**TASK DIRECTIONS**
Return each line of the listing below that contains the string "sleeve", copying every such line in full.

**EXTRACTED INFORMATION**
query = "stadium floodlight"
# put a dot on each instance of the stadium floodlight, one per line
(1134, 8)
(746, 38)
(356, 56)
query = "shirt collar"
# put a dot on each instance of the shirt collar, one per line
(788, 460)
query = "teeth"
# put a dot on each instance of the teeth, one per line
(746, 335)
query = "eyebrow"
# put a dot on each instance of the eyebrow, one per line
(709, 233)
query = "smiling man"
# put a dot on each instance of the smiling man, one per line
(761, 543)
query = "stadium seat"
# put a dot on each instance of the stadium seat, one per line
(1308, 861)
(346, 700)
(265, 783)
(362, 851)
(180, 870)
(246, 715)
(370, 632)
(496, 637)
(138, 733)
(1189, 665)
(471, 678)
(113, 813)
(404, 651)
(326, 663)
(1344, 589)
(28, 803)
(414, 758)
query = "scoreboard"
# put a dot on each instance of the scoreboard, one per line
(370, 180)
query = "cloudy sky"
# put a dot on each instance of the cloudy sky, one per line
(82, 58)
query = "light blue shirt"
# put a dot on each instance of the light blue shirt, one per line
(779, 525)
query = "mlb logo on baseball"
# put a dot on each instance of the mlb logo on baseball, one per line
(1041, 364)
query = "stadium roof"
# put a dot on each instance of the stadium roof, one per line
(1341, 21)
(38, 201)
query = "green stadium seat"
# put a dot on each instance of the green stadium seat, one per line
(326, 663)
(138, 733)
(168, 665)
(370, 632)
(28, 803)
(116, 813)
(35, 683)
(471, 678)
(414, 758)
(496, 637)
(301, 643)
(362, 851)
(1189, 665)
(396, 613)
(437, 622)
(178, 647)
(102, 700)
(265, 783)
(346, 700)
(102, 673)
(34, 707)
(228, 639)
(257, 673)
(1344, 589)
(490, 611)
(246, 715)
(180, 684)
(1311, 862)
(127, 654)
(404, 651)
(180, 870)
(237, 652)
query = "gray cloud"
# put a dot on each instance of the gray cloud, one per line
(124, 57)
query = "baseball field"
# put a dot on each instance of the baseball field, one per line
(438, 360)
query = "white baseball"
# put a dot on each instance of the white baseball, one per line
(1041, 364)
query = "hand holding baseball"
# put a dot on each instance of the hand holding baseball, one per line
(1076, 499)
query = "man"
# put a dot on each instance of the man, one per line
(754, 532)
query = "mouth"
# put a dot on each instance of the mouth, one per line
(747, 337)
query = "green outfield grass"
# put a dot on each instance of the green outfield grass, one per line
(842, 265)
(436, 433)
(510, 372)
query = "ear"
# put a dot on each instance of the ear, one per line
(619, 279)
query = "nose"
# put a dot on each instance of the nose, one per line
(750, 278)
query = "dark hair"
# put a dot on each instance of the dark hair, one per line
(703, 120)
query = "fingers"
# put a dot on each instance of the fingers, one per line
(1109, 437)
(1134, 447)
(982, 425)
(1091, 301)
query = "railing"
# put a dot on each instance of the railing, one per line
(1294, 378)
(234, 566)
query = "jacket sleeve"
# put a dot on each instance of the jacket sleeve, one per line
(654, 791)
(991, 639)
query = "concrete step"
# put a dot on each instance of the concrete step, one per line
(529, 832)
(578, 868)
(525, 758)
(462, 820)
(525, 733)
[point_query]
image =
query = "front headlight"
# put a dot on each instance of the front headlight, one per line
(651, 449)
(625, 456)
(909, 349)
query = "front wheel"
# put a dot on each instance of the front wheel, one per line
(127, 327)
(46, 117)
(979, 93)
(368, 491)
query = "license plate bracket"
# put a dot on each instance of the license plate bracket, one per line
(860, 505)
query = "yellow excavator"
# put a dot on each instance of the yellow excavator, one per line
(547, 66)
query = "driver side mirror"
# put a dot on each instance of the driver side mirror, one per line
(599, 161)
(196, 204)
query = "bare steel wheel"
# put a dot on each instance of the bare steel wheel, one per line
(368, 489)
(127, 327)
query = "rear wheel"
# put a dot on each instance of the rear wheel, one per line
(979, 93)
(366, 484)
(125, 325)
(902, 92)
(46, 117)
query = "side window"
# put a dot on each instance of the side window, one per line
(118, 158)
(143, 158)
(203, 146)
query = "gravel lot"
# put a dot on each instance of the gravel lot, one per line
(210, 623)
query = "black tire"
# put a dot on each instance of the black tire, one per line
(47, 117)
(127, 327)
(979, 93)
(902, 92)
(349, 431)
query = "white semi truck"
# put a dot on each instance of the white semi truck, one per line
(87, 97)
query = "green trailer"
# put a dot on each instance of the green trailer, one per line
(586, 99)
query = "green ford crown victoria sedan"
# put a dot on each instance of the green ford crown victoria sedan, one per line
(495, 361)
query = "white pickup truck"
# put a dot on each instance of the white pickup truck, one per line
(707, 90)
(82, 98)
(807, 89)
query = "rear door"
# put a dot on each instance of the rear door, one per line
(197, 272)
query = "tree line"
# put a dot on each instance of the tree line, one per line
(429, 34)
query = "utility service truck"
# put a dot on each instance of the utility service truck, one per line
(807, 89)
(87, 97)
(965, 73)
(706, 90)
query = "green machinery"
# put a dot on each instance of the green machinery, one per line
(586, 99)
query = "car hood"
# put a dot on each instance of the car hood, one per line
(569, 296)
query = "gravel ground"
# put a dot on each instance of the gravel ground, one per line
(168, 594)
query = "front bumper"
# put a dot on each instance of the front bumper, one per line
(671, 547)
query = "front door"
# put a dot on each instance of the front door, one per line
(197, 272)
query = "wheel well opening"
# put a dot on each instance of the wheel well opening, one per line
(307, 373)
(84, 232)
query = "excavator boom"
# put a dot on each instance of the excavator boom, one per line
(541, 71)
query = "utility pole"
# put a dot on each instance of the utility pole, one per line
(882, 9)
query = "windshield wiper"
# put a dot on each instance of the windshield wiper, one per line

**OUTPUT BELOW**
query = "jacket sleeve"
# put a dot on each instance of the jacket sleeve, one per line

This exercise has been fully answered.